» **What this exercise asks**
1. In the passage about Ruby's first school year, rewrite the stretch from "When your bright" through "was and wasn’t.", replacing "entrance exam" with "admission test".
2. According to the passage about Ruby's first school year, how old was Ruby when she started at the all-white school?
3. Continue the passage about Ruby's first school year, starting after its last sentence.

___ Passage shown

When your bright child passes the entrance exam at the local ‘good school’ this should be a moment of joy for parents. In most circumstances they are. But for Ruby Bridge’s family it was and wasn’t.

It was positive in the sense the door of opportunity for Ruby had nudged open revealing a glimmer of hope. On the flip side, it was 1960. Louisiana. And Ruby just happened to be the first black child to go to an exclusively all white local school that up until that point had never accepted a black child regardless of how gifted they were.

Oh, and Ruby was only six years old.

Infant Ruby’s presence at the school was so uncomfortable for the white community that some parents felt it appropriate to remove their children from the school in case they realised Ruby was just as able (perhaps more so) and just as equal in ‘rights’ as they were. To make it even more difficult for the integration of Ruby, every teacher, bar one, refused to teach her. She was taught alone. The level of intimidation was so great that Ruby was escorted to and from school by US Marshalls.

Neither this not the daily threats detered Ruby.

In an isolating class of one, Ruby got on with her learning and doing the types of things that six-year-olds do (when avoiding death threats from ‘adults’) such as playing jump rope, softball and climbing trees. Realising the world had not come to an end, the white folk allowed their children to return to school and be educated with a black child nearby. The meet-and-greet braying mob at the school gates slowly ebbed away too.

______
___ Data

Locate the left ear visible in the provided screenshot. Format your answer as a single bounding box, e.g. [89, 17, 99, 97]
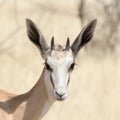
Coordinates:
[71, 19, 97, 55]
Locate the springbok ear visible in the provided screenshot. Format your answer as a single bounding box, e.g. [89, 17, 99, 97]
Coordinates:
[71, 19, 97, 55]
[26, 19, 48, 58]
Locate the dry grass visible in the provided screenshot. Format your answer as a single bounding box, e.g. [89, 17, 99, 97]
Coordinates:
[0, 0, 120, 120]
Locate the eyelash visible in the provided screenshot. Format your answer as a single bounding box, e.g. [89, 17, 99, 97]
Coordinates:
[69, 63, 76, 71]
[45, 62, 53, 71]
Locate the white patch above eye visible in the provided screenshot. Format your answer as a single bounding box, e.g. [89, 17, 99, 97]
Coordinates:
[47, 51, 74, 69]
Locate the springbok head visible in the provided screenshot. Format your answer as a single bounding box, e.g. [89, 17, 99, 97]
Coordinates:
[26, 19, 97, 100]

______
___ Data

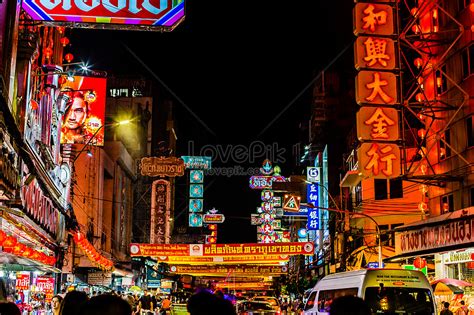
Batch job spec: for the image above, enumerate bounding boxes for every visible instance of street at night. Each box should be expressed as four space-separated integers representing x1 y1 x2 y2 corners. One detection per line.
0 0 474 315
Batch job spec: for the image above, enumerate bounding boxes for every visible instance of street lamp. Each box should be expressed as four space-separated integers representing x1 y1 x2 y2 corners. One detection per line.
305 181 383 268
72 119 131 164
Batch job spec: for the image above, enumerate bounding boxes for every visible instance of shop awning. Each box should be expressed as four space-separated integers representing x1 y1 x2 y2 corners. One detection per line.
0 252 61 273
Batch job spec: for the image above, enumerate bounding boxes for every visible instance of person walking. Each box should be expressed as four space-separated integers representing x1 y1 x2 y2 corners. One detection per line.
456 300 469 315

______
___ Data

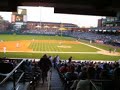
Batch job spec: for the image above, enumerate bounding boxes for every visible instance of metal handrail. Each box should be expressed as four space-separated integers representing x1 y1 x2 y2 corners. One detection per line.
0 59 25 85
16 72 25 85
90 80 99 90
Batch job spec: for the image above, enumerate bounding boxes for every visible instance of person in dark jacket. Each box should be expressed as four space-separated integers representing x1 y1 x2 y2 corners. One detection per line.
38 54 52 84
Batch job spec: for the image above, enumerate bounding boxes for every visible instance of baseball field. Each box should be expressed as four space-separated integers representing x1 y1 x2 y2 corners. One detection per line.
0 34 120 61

______

» **Answers below**
1.
When your bright child passes the admission test at the local ‘good school’ this should be a moment of joy for parents. In most circumstances they are. But for Ruby Bridge’s family it was and wasn’t.

2. She was six years old.

3.
Reflecting on that moment in 1960, it seems incredulous that we could ever return to a situation where children would experience such condemnation from adults for simply being who they are. And yet for transgender and gender-diverse children, that’s exactly what it feels like at the moment, their very existence continually examined, scrutinised and debated as though the world, once again, is coming to an end. The dehumanising media tropes must be psychologically exhausting. It is for me. 

There was a time when I would have expected the education community not only to embrace diversity but to champion it, waving the flag for equality of opportunity for all children. I’m not too sure now. I hold the idea of inclusion very, very dear and always have, throughout my time in education.

Recently, I have received a couple of emails that have served to challenge that notion. 

Two weeks ago I received an invitation to write for a magazine framed around ‘equalities and inclusivity within education and in particular, within education leadership.’ Obviously, I was delighted but politely asked if I would still be eligible to contribute some thoughts because I’m a university lecturer now. Using some logical thinking, I didn’t think it would be issue because why would I have been invited to write if it were? Consequently I was questioned as to the reason I was no longer a serving head teacher. I replied that I left my former post due to health reasons which may have been brought on by minority stress (being a trans woman this is something I am all too aware of). I even forwarded ‘Meyer’s Minority Stress Model (2003)’ to show the theorised mechanisms of minority stress and the link with mental health and wellbeing. I thought Meyer’s knowledge was worthy of sharing especially given the current discussion regarding the mental health and wellbeing of children and young people.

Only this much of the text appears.